EXTRAIT CHOISI:
Quelques heures plus tard, la fête s’est poursuivie en discothèque.

« Il y avait vraiment beaucoup de monde. Je rigolais avec des inconnus, dans un couloir dans lequel il n’y avait pas assez de place pour circuler, et c’est là que je l’ai sentie. »

– Diane, victime d'une agression à la seringue

Une sensation désagréable, de pincement dans le bras, douloureuse, mais pas assez pour s’en inquiéter. « J’étais en soirée, un peu isolée de mes amis parce que j’allais aux toilettes. C’est là-bas que je me suis rendu compte de ce qui venait de m’arriver. » Dans le miroir des toilettes, Diane a remarqué que son bras était légèrement ensanglanté.

Croisée dans le couloir, une amie a constaté comme elle le sang sur le bras, puis une trace circulaire, une auréole rouge rapidement interprétée comme celle d’une piqûre. « C’était tout frais. Et j’avais de plus en plus de mal à respirer. Et quand mon amie m’a demandé si ça allait, j’ai fini par dire que non, ça n’allait pas. » Elle avait le cœur qui battait la chamade, des vertiges, des nausées.

Or, Diane est loin d’être un cas unique. Il y en a eu des centaines en France ces derniers mois.

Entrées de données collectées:
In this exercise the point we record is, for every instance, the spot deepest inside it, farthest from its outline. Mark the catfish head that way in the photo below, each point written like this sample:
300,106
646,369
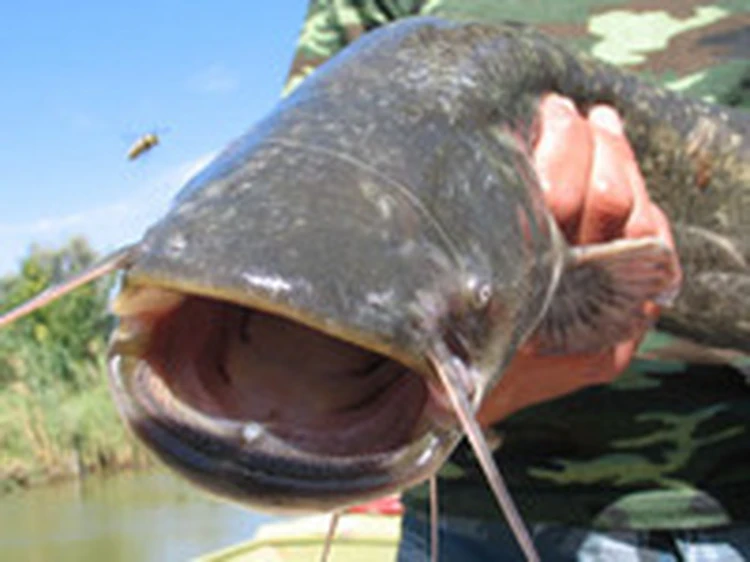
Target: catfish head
318,317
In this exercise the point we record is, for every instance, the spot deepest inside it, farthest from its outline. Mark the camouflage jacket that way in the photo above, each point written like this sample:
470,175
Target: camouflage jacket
666,445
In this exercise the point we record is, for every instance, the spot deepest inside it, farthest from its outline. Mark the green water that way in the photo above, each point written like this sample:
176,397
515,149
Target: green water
138,517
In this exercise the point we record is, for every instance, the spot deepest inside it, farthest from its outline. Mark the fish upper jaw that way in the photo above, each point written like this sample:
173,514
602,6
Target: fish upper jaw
270,413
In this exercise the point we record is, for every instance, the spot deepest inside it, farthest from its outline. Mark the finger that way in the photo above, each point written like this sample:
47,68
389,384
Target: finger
562,158
610,197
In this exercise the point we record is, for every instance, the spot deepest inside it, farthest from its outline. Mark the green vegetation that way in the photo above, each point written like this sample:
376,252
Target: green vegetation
56,416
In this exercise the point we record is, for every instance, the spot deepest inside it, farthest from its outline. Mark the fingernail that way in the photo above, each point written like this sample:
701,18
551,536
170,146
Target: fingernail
606,118
561,104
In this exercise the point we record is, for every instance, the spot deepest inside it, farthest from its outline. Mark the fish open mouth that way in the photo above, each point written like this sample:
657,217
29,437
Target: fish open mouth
268,391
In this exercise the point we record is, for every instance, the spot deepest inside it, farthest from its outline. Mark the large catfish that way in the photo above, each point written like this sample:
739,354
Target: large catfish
300,329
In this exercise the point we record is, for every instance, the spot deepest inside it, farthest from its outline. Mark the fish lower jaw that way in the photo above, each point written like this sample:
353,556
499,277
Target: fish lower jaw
222,393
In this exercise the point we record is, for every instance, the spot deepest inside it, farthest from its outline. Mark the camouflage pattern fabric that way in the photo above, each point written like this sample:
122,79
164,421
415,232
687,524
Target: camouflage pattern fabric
667,445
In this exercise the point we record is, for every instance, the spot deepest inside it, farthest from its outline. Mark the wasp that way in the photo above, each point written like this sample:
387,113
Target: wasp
143,145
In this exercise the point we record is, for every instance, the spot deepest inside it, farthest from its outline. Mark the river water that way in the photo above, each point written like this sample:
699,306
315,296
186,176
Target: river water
131,516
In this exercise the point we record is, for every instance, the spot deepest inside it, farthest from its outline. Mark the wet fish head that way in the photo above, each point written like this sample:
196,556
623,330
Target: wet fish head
276,326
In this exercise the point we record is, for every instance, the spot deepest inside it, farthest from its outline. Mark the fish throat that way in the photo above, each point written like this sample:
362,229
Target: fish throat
316,393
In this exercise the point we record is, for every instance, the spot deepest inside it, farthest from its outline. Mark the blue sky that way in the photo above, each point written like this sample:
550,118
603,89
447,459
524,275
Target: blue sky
82,80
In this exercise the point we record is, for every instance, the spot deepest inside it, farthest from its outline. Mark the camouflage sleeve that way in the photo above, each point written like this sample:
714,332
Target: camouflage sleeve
330,25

OBJECTIF DE L'EXERCICE:
Expliquez en une à trois phrases pourquoi, selon l'extrait, Diane était un peu isolée de ses amis pendant la soirée. Les lignes ci-dessus n'ont aucun rapport avec l'extrait.

RÉPONSE ATTENDUE:
Diane était un peu isolée de ses amis parce qu'elle allait aux toilettes.